Start PROVIDED RECORDS

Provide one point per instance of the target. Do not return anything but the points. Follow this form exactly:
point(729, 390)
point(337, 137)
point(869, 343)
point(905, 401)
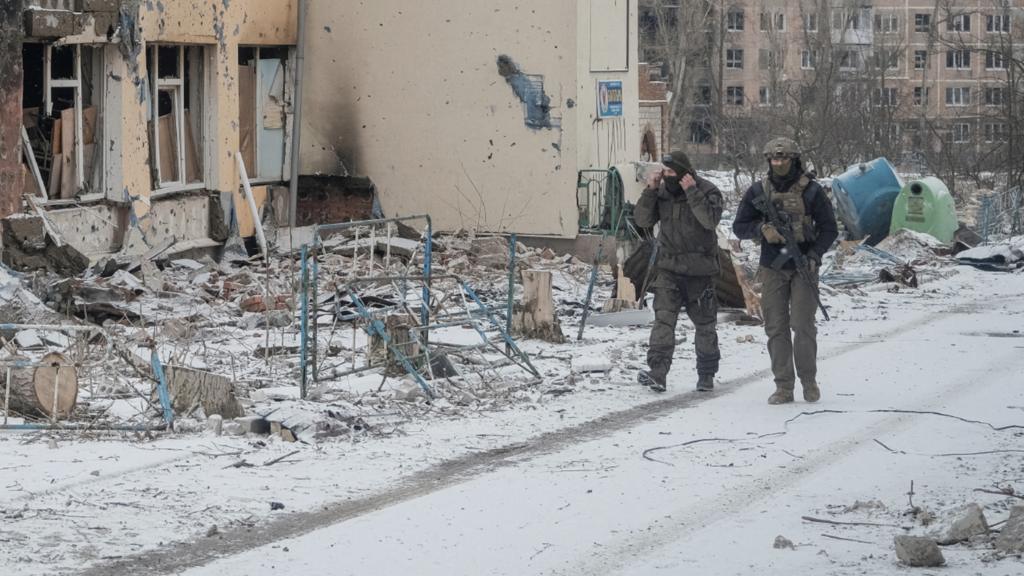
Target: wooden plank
point(193, 165)
point(247, 117)
point(168, 148)
point(68, 184)
point(89, 125)
point(247, 227)
point(536, 318)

End PROVIDED RECORDS

▸ **WHAT IS EXPECTED**: Write out every line of the entries above as a numbered list, skipping blank lines and leaving out the pictures.

▸ **ANSWER FOR THE TASK**:
1. Provide one point per instance of the target. Do not return anything but the points. Follow this form exactly:
2. point(729, 390)
3. point(337, 137)
4. point(869, 343)
5. point(905, 401)
6. Target: wooden plank
7. point(193, 165)
8. point(247, 117)
9. point(168, 148)
10. point(68, 184)
11. point(89, 125)
12. point(247, 227)
13. point(536, 318)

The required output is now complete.